# [LEESTEKST]
□ □ □ □ □

De kroniek van Westendorp

Van rooms naar protestants

Tijd van ontdekkers en hervormers

In 1596 schreef de voor de Opstand naar Brussel gevluchte George Westendorp een kroniek over het bisdom Utrecht. Als banneling in den vreemde tekende hij de geschiedenis uit zijn hoofd op. Hij deed dat gezien vanuit Vollenhove, de plaats waar hij was geboren en getogen. Bij de kroniek is een getekende plattegrond van de stad met haar omgeving. De maker hiervan, Johannes Vossius, kwam vermoedelijk ook uit Vollenhove.

George Westendorp

George Westendorp (circa 1535-1608) is waarschijnlijk geboren op het kasteel de Toutenburg. Hij was petekind van stadhouder Jurjen Schenck. Na zijn studie rechten werd Westendorp jurist. In 1569 benoemde de hertog van Alva hem tot syndicus (rechtskundig adviseur) van de stad Groningen. Later werd hij raadsheer in het Hof van Friesland. In deze functies was Westendorp een belangrijk dienaar van de Spaanse landsheer Philips II, die in de Tachtigjarige Oorlog tot het uiterste ging om de opstandige Nederlandse gewesten bij het Habsburgse Rijk te houden. Na de Reductie van Groningen in 1594, de capitulatie van de stad aan het leger van Prins Maurits, vertrok Westendorp naar Brussel, waar hij zijn kroniek schreef.

□ □ □ □ □

# [AANGELEVERDE GEGEVENS]

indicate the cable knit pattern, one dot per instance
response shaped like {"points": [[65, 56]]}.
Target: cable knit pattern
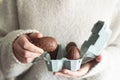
{"points": [[66, 20]]}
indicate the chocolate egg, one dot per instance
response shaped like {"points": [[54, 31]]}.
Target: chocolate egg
{"points": [[69, 45]]}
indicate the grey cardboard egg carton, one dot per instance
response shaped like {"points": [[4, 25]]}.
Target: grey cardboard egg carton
{"points": [[89, 50]]}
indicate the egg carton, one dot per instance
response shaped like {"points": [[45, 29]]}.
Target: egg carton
{"points": [[90, 49]]}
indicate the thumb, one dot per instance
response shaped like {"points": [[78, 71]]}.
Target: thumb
{"points": [[35, 35]]}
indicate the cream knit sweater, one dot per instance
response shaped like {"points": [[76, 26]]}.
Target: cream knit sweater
{"points": [[66, 20]]}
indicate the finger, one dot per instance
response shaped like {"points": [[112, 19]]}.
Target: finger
{"points": [[19, 58], [35, 35], [25, 44], [61, 74], [99, 58]]}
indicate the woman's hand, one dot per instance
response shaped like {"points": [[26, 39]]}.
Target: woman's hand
{"points": [[24, 50], [85, 68]]}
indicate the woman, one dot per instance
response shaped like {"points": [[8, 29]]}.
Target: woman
{"points": [[66, 20]]}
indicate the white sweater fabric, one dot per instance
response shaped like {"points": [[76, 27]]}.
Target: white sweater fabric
{"points": [[66, 20]]}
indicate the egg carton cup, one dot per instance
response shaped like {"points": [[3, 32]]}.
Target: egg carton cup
{"points": [[89, 50]]}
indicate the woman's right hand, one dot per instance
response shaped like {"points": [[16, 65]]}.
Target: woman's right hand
{"points": [[24, 50]]}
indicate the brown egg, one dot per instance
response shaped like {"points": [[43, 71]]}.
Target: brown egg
{"points": [[73, 53], [69, 45], [47, 43]]}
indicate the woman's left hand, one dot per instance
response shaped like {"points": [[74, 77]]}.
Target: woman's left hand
{"points": [[85, 68]]}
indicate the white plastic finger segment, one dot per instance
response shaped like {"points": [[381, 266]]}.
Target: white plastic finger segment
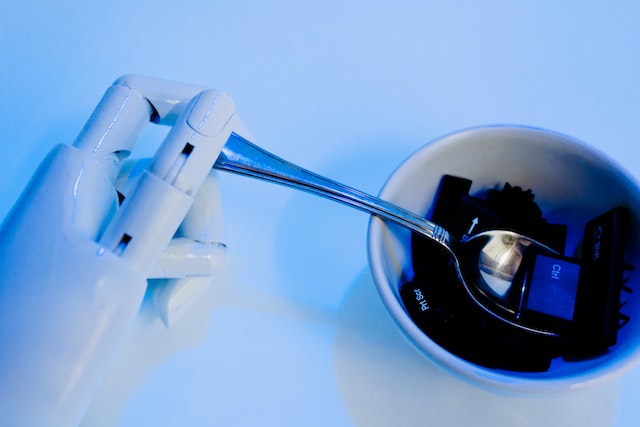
{"points": [[168, 98], [205, 220], [145, 223], [193, 144], [114, 127], [175, 298]]}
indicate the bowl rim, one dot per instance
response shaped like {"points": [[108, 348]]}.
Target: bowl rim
{"points": [[483, 376]]}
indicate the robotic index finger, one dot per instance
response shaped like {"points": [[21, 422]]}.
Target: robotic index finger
{"points": [[73, 264]]}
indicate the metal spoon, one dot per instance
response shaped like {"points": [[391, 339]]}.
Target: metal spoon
{"points": [[486, 261]]}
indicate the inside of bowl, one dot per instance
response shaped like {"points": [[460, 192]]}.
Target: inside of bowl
{"points": [[572, 184]]}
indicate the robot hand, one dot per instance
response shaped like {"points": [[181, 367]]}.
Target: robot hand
{"points": [[90, 229]]}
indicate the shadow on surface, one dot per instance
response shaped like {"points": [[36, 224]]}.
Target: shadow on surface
{"points": [[384, 381]]}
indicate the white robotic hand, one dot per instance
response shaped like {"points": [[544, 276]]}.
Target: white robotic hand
{"points": [[89, 230]]}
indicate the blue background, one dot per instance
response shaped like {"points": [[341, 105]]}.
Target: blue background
{"points": [[293, 333]]}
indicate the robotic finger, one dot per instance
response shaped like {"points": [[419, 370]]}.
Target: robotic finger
{"points": [[75, 257]]}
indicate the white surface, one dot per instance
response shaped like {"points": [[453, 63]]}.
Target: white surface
{"points": [[573, 184], [294, 333]]}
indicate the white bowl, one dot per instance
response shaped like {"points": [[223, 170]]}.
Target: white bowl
{"points": [[572, 182]]}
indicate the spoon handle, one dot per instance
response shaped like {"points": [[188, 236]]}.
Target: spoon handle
{"points": [[244, 158]]}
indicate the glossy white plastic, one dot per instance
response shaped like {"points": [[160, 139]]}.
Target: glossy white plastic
{"points": [[74, 264]]}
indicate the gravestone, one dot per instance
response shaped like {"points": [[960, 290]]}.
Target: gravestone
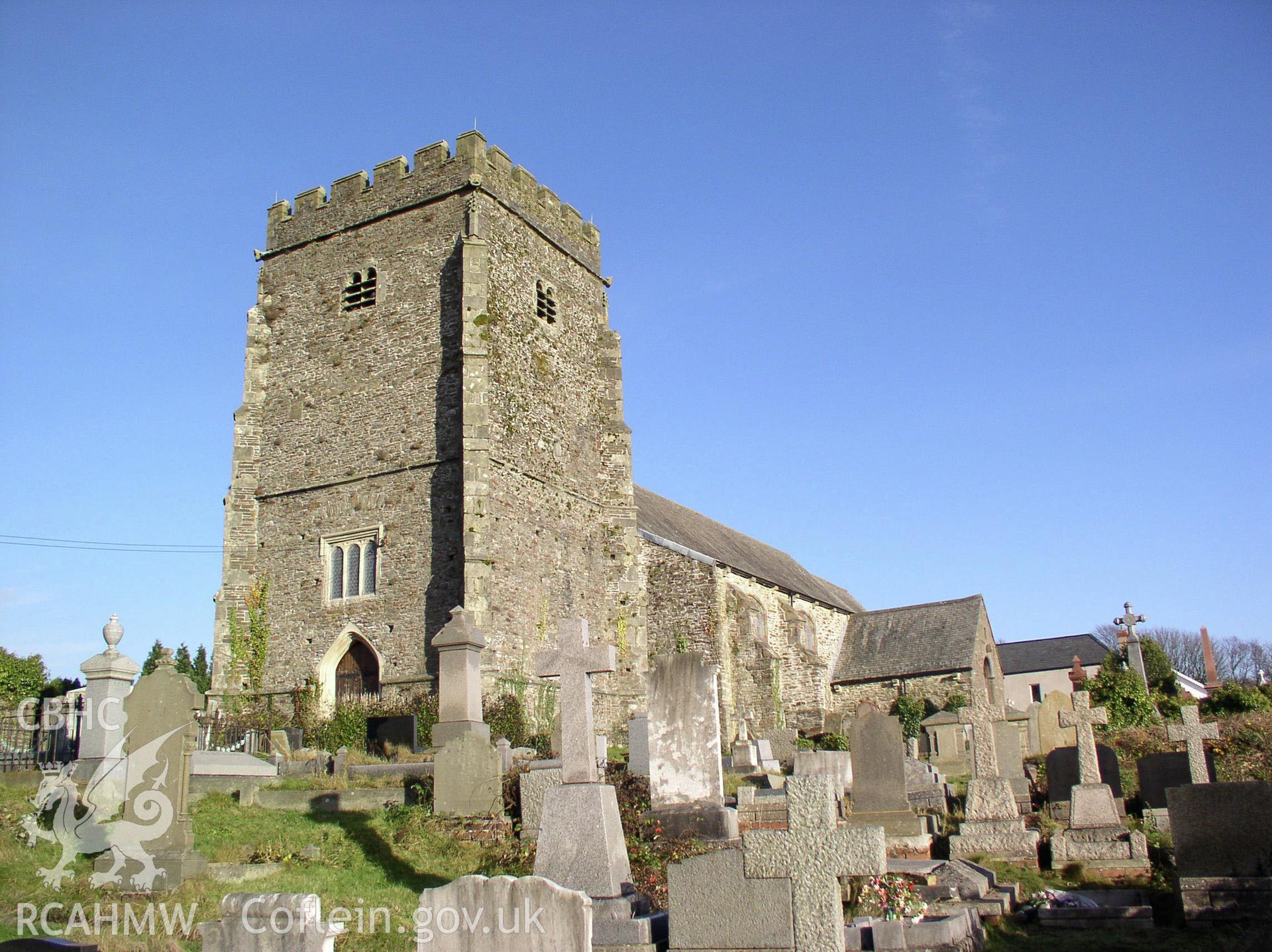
{"points": [[1090, 801], [1159, 772], [535, 786], [162, 732], [503, 914], [467, 779], [992, 823], [1094, 835], [713, 905], [835, 764], [279, 922], [460, 645], [686, 780], [383, 733], [1051, 735], [782, 741], [109, 680], [637, 743], [1063, 772], [1223, 839], [813, 852], [879, 782], [580, 843], [1194, 733], [1006, 747]]}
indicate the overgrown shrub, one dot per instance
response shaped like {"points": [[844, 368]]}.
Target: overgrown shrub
{"points": [[1122, 693], [829, 741], [507, 718], [21, 677], [346, 727], [910, 710], [1233, 698]]}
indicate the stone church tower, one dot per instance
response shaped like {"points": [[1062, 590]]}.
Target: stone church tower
{"points": [[431, 417]]}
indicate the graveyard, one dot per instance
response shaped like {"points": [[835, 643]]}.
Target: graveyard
{"points": [[386, 568], [1145, 838]]}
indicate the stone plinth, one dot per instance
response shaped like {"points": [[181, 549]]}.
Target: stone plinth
{"points": [[580, 841], [467, 778], [109, 680], [1106, 848]]}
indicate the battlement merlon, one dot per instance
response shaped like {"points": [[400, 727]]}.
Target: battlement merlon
{"points": [[435, 174]]}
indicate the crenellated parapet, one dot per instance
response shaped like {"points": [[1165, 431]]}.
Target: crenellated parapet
{"points": [[434, 175]]}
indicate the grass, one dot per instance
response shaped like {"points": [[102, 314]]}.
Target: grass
{"points": [[381, 859]]}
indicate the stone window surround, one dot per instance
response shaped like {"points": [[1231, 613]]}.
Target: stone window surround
{"points": [[343, 540]]}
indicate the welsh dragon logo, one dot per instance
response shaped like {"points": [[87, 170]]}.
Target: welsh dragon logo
{"points": [[85, 825]]}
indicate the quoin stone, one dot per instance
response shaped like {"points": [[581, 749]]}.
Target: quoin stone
{"points": [[1194, 733]]}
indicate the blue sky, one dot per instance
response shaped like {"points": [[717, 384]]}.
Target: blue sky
{"points": [[940, 298]]}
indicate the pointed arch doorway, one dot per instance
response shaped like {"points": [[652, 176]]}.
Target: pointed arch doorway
{"points": [[350, 670]]}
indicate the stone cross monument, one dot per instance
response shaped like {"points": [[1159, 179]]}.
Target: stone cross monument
{"points": [[992, 820], [458, 645], [1193, 733], [575, 661], [1134, 653], [109, 681], [813, 852], [1090, 801], [580, 841]]}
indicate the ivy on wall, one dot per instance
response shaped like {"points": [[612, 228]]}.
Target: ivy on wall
{"points": [[250, 645]]}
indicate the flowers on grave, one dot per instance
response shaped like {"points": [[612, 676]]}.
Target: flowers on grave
{"points": [[890, 896]]}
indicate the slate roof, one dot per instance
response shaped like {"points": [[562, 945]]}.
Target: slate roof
{"points": [[916, 639], [681, 525], [1049, 653]]}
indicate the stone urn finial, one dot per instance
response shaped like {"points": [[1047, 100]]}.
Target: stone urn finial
{"points": [[112, 631]]}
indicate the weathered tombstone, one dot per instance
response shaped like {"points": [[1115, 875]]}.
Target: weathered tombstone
{"points": [[1090, 800], [1223, 839], [1193, 733], [879, 780], [784, 743], [947, 742], [503, 914], [160, 739], [280, 743], [713, 905], [1051, 735], [467, 779], [384, 733], [460, 645], [637, 743], [1034, 735], [580, 843], [109, 678], [1063, 772], [813, 852], [835, 764], [686, 782], [1159, 772], [1094, 835], [535, 784], [1006, 746], [279, 922], [992, 823]]}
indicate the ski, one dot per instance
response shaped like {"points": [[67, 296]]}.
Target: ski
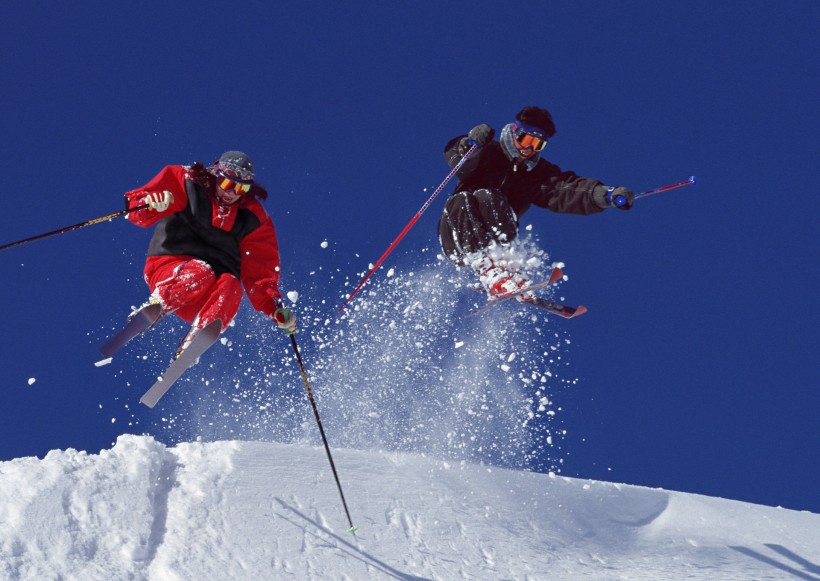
{"points": [[201, 342], [559, 309], [555, 276], [143, 319]]}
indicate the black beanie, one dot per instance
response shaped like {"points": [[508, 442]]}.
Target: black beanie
{"points": [[537, 117]]}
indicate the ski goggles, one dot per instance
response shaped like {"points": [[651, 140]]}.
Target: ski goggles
{"points": [[229, 183], [528, 136]]}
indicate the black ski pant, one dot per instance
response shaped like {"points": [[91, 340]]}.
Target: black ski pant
{"points": [[471, 221]]}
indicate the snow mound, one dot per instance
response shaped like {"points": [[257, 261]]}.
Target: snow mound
{"points": [[252, 510]]}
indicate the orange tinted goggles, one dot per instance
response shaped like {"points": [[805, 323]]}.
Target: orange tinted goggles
{"points": [[525, 140], [228, 184]]}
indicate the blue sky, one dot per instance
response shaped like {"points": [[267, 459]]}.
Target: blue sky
{"points": [[696, 365]]}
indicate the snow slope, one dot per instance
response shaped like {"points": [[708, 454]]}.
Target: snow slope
{"points": [[251, 510]]}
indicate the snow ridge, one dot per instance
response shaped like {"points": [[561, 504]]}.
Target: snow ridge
{"points": [[254, 510]]}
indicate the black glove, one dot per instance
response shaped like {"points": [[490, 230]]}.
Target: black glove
{"points": [[612, 197], [481, 134]]}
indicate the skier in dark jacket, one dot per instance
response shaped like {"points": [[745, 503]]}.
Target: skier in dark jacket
{"points": [[211, 237], [497, 184]]}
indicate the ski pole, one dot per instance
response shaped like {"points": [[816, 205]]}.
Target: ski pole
{"points": [[409, 225], [74, 227], [621, 200], [352, 528]]}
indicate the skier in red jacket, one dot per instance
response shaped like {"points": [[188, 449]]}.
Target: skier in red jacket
{"points": [[211, 237]]}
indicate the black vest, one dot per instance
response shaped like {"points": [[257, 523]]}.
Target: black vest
{"points": [[191, 232]]}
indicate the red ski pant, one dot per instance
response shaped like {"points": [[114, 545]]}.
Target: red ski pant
{"points": [[190, 288]]}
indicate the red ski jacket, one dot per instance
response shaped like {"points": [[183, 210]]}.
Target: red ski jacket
{"points": [[239, 239]]}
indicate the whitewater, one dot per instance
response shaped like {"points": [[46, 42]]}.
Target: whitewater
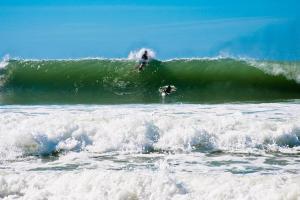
{"points": [[96, 128], [225, 151]]}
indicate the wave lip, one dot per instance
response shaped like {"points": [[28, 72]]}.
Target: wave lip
{"points": [[117, 81]]}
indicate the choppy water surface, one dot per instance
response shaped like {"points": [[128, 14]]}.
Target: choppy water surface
{"points": [[224, 151]]}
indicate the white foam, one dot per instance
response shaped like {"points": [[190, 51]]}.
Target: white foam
{"points": [[138, 129], [102, 146], [4, 61], [161, 184]]}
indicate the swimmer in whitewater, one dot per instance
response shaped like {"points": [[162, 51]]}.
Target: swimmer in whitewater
{"points": [[144, 60]]}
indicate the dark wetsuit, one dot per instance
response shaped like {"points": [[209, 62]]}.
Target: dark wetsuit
{"points": [[144, 58], [168, 90]]}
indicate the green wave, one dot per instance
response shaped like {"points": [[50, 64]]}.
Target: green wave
{"points": [[118, 81]]}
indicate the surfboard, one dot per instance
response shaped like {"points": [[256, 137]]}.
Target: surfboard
{"points": [[163, 92]]}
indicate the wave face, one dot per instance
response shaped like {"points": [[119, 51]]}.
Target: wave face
{"points": [[118, 81]]}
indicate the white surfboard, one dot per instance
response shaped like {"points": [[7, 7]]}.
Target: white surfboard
{"points": [[164, 90]]}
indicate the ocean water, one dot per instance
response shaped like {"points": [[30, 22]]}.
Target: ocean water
{"points": [[98, 129]]}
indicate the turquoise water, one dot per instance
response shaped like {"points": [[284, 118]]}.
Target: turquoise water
{"points": [[105, 81]]}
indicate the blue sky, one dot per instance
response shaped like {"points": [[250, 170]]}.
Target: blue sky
{"points": [[262, 29]]}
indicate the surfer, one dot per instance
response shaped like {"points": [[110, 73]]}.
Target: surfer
{"points": [[168, 90], [144, 60]]}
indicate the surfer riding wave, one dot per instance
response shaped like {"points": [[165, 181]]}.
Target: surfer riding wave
{"points": [[143, 61]]}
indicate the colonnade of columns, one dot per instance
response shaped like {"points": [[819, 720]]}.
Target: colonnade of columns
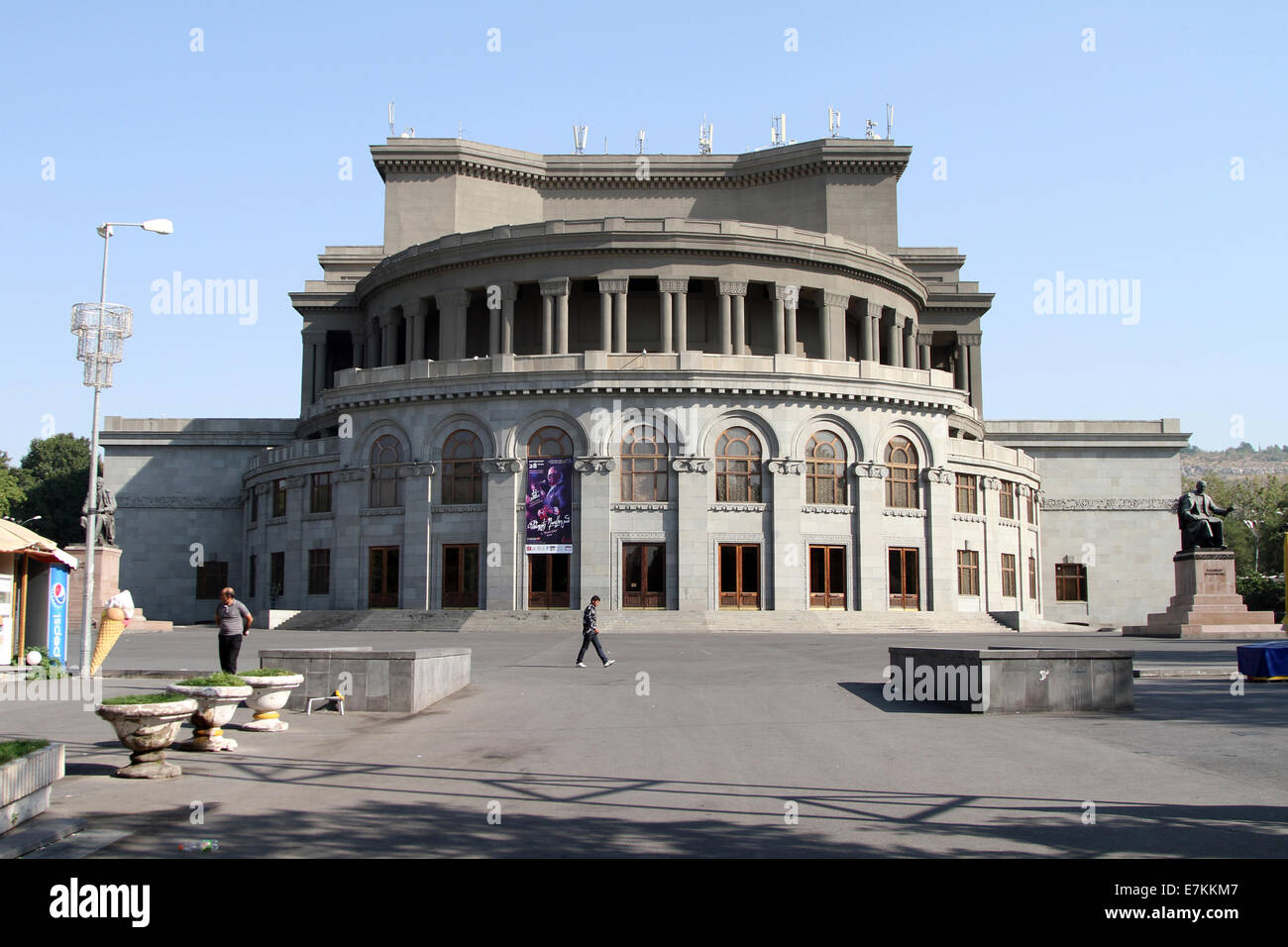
{"points": [[889, 331]]}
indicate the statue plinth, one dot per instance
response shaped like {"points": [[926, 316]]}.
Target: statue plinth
{"points": [[1207, 603]]}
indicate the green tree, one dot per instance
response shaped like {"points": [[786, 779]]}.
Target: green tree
{"points": [[55, 471], [12, 487]]}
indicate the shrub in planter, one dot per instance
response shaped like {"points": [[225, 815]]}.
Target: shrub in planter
{"points": [[146, 724]]}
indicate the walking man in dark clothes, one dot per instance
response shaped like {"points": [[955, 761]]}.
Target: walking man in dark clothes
{"points": [[590, 634]]}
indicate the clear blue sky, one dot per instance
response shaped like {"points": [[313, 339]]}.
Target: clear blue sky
{"points": [[1107, 163]]}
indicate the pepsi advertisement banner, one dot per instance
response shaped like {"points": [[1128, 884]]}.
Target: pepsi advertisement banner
{"points": [[58, 612], [549, 505]]}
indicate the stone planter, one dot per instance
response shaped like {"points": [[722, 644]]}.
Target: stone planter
{"points": [[268, 696], [215, 706], [25, 785], [147, 729]]}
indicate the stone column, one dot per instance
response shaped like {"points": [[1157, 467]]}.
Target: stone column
{"points": [[787, 495], [923, 339], [452, 305], [872, 333], [940, 502], [692, 548], [498, 585], [359, 341], [894, 339], [509, 292], [617, 287], [679, 289], [975, 381], [910, 342], [833, 325], [871, 564], [668, 321]]}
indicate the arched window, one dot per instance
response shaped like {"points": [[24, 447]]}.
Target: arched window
{"points": [[550, 442], [738, 467], [902, 483], [463, 475], [824, 470], [385, 457], [644, 474]]}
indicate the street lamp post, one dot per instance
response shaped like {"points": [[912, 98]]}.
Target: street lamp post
{"points": [[102, 330]]}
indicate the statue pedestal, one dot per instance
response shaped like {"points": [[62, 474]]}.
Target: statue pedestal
{"points": [[1206, 603]]}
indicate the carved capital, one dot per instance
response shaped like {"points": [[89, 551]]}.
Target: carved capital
{"points": [[786, 466], [867, 468], [452, 299], [691, 464], [593, 464], [500, 466]]}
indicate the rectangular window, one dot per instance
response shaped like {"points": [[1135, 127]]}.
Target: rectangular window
{"points": [[211, 579], [1070, 581], [967, 573], [275, 574], [1006, 500], [320, 493], [1008, 575], [320, 571]]}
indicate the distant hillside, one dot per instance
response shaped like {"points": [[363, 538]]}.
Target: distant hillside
{"points": [[1235, 463]]}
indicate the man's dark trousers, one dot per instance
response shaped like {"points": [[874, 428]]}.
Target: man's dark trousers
{"points": [[230, 646], [587, 641]]}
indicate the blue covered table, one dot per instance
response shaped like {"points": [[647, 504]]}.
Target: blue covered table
{"points": [[1266, 661]]}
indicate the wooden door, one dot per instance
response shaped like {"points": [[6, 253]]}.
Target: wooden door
{"points": [[462, 577], [905, 579], [739, 575], [382, 578], [827, 577]]}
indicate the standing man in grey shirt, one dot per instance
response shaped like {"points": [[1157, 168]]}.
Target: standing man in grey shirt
{"points": [[235, 622]]}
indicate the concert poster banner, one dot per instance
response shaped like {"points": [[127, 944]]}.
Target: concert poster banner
{"points": [[549, 505]]}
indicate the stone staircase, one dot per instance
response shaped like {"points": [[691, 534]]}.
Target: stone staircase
{"points": [[567, 621]]}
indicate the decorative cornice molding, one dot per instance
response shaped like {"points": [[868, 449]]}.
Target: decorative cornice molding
{"points": [[691, 464], [1111, 502], [178, 501], [867, 468]]}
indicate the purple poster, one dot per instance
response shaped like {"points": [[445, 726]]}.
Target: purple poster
{"points": [[549, 505]]}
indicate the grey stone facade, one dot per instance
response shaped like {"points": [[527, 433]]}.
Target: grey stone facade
{"points": [[760, 292]]}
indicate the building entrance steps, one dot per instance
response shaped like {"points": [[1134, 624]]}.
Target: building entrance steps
{"points": [[652, 621]]}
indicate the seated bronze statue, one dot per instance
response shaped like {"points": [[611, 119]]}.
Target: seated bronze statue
{"points": [[1201, 519]]}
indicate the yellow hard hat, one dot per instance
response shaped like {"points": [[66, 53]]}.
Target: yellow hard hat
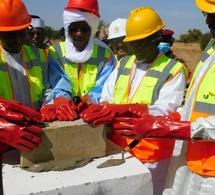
{"points": [[206, 5], [141, 23]]}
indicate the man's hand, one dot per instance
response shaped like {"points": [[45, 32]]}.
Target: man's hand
{"points": [[22, 136], [16, 111], [66, 109], [149, 126], [48, 113], [99, 114]]}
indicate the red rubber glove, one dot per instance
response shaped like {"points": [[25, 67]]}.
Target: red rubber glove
{"points": [[150, 126], [92, 109], [109, 112], [66, 110], [16, 111], [21, 136], [86, 101], [48, 113]]}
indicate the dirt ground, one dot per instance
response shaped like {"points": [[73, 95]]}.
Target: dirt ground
{"points": [[190, 53]]}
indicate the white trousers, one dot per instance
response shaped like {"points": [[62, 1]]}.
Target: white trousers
{"points": [[187, 182], [159, 172]]}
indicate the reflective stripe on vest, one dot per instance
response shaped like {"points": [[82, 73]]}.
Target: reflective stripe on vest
{"points": [[163, 69], [35, 61], [83, 75], [201, 155]]}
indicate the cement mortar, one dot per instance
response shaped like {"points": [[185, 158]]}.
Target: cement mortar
{"points": [[60, 165]]}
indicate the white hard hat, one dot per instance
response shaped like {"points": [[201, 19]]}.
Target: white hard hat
{"points": [[117, 28]]}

□ □ □ □ □

# [OPDRACHT 1]
Welke functie gaf de hertog van Alva in 1569 aan Westendorp, volgens de tekst over Westendorp?
# [OPDRACHT 2]
Neem uit de tekst over Westendorp letterlijk het stuk over van "George Westendorp (circa" tot en met "zijn kroniek schreef.".

# [OPLOSSING 1]
Hij maakte hem syndicus (rechtskundig adviseur) van de stad Groningen.

# [OPLOSSING 2]
George Westendorp (circa 1535-1608) is waarschijnlijk geboren op het kasteel de Toutenburg. Hij was petekind van stadhouder Jurjen Schenck. Na zijn studie rechten werd Westendorp jurist. In 1569 benoemde de hertog van Alva hem tot syndicus (rechtskundig adviseur) van de stad Groningen. Later werd hij raadsheer in het Hof van Friesland. In deze functies was Westendorp een belangrijk dienaar van de Spaanse landsheer Philips II, die in de Tachtigjarige Oorlog tot het uiterste ging om de opstandige Nederlandse gewesten bij het Habsburgse Rijk te houden. Na de Reductie van Groningen in 1594, de capitulatie van de stad aan het leger van Prins Maurits, vertrok Westendorp naar Brussel, waar hij zijn kroniek schreef.